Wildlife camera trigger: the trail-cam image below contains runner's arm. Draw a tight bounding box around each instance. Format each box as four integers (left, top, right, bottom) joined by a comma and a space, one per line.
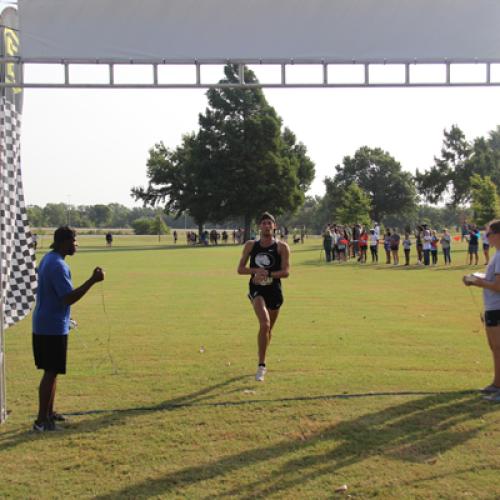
237, 240, 267, 278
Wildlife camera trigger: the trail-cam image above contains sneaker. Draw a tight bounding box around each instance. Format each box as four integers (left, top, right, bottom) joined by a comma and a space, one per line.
480, 384, 500, 394
255, 366, 267, 382
33, 420, 57, 432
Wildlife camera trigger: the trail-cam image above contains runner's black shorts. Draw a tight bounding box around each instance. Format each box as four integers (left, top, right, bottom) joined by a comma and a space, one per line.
248, 284, 284, 311
484, 309, 500, 326
33, 334, 68, 374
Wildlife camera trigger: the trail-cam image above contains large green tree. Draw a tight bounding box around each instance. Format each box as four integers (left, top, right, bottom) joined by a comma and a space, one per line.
132, 133, 220, 233
415, 125, 500, 206
336, 182, 371, 225
325, 146, 416, 221
133, 65, 314, 237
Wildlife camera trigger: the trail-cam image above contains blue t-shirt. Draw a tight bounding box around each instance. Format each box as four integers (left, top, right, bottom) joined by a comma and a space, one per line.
33, 252, 73, 335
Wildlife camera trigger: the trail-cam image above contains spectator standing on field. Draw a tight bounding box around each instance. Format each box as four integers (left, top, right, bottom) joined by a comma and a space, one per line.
431, 230, 438, 266
422, 226, 432, 266
369, 229, 378, 264
439, 229, 451, 265
403, 233, 411, 266
390, 229, 401, 266
32, 226, 104, 432
467, 224, 479, 266
358, 228, 368, 264
323, 224, 332, 262
384, 229, 391, 264
415, 226, 424, 265
481, 228, 490, 266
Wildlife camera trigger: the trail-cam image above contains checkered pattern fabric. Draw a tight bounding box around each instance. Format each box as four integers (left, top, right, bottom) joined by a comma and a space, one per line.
0, 97, 37, 328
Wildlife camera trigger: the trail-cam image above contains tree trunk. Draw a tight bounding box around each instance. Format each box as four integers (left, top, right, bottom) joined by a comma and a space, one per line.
243, 215, 252, 241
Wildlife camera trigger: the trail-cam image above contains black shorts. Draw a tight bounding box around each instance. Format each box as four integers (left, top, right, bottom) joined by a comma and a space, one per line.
248, 285, 283, 311
484, 309, 500, 326
33, 334, 68, 374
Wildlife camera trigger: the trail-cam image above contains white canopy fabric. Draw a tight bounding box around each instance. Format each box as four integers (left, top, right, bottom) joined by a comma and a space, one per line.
19, 0, 500, 63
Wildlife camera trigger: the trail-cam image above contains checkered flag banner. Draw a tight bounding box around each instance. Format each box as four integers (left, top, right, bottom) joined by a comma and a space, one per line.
0, 96, 37, 328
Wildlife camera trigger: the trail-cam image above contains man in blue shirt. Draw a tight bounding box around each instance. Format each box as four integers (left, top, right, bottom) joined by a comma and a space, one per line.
33, 226, 104, 432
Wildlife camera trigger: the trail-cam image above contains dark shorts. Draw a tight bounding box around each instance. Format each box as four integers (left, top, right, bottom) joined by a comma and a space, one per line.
248, 285, 283, 311
484, 309, 500, 326
33, 334, 68, 374
469, 245, 478, 255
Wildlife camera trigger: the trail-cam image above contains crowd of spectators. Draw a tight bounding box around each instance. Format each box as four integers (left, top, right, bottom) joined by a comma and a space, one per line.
322, 223, 489, 266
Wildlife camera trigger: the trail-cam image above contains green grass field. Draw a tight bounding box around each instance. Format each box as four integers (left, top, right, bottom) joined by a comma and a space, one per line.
0, 237, 500, 499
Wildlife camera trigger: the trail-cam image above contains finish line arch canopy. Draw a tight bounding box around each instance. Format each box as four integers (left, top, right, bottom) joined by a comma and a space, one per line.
18, 0, 500, 63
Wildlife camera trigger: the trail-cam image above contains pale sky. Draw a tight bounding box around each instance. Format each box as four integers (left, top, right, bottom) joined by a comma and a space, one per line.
22, 76, 500, 206
0, 0, 500, 206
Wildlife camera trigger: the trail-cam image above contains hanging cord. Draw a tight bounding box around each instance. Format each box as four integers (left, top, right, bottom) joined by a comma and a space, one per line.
96, 281, 118, 375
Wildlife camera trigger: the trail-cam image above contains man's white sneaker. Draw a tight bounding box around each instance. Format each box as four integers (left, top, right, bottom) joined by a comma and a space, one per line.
255, 366, 267, 382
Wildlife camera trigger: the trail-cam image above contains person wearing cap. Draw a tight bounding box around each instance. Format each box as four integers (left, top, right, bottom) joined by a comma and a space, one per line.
238, 212, 290, 382
33, 226, 104, 432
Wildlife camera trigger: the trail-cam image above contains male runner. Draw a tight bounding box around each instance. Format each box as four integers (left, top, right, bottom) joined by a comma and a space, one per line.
238, 212, 290, 382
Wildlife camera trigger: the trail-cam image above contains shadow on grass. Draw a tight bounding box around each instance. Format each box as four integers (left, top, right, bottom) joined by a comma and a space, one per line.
0, 375, 250, 451
88, 392, 498, 500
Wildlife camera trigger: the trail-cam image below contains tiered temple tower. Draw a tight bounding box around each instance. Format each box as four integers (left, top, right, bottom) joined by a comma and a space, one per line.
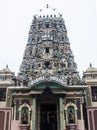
19, 5, 81, 85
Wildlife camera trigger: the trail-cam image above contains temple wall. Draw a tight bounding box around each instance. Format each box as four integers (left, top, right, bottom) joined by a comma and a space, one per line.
0, 108, 11, 130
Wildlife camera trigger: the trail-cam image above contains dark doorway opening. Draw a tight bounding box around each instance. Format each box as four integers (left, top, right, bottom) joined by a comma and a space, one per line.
40, 104, 57, 130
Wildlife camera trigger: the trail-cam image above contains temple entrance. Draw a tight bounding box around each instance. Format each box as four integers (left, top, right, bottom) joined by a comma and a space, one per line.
40, 104, 57, 130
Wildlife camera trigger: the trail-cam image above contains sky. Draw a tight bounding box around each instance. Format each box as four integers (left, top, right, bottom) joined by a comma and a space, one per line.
0, 0, 97, 75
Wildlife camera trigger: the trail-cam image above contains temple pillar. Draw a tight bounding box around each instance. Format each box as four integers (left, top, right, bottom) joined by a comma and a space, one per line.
80, 101, 85, 130
59, 98, 63, 130
32, 98, 36, 130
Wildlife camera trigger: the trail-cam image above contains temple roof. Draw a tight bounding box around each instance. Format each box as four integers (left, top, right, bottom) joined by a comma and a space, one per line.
35, 4, 61, 17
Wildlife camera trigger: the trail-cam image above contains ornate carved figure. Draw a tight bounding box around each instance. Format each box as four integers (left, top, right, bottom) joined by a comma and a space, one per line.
21, 107, 28, 124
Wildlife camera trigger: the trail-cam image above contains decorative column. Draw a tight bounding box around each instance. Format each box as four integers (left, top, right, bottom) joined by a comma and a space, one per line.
59, 98, 63, 130
32, 98, 36, 130
80, 101, 85, 130
14, 100, 16, 120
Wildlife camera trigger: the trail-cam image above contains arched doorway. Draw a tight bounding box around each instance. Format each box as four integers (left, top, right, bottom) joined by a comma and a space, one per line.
40, 104, 57, 130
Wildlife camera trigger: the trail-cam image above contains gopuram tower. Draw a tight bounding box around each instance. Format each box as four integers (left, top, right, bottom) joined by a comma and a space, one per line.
19, 5, 80, 85
7, 5, 86, 130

-- WRITTEN PROBLEM --
Can you swap "tight" for "snug" in the part of the entries that opens with the line containing "contains checkered flag" and closes with the line containing "18, 0, 500, 63", and give those lines again with nothing else changed?

-- SOLVED PROBLEM --
Wildlife camera trigger: the trail-cam image above contains checkered flag banner. Draw a snug bounding box around each instance. Format each box as four integers (left, top, right, bottom) joined by a comma and a space, one per line.
0, 96, 37, 328
Wildlife camera trigger: the trail-cam image above contains man in blue shirt. Draw a snug bounding box around each instance. Format each box as four integers (left, top, right, bottom) joined by a comma and a space, one per line.
33, 226, 104, 432
Wildlife camera trigger: the trail-cam image above contains dark shorts. Draw a snug bounding box around each instance. Format each box as four integers (left, top, right, bottom) joined by a comma and a space, one per line.
248, 285, 283, 311
484, 309, 500, 326
33, 334, 68, 374
469, 245, 478, 255
Wildlife camera trigger: the trail-cam image above contains crowd of spectators. Draw a snug bounding box around each instance. Format each box as four integers (left, top, right, bottom) joined by a comma and a space, one per line.
322, 223, 489, 266
Wildlife camera trigger: the trail-cam image above contains green grass field. Draw a snug bounding box around each instance. Format each box as four integers (left, top, right, bottom) joined by a comma and a space, one per line.
0, 237, 500, 499
Wildlife camera trigger: the trail-cam image above contains finish line arch canopy. Draw a snug bounding box around each instance. Format each box as four integers (left, top, right, bottom) joined by a comma and a space, one per line.
18, 0, 500, 63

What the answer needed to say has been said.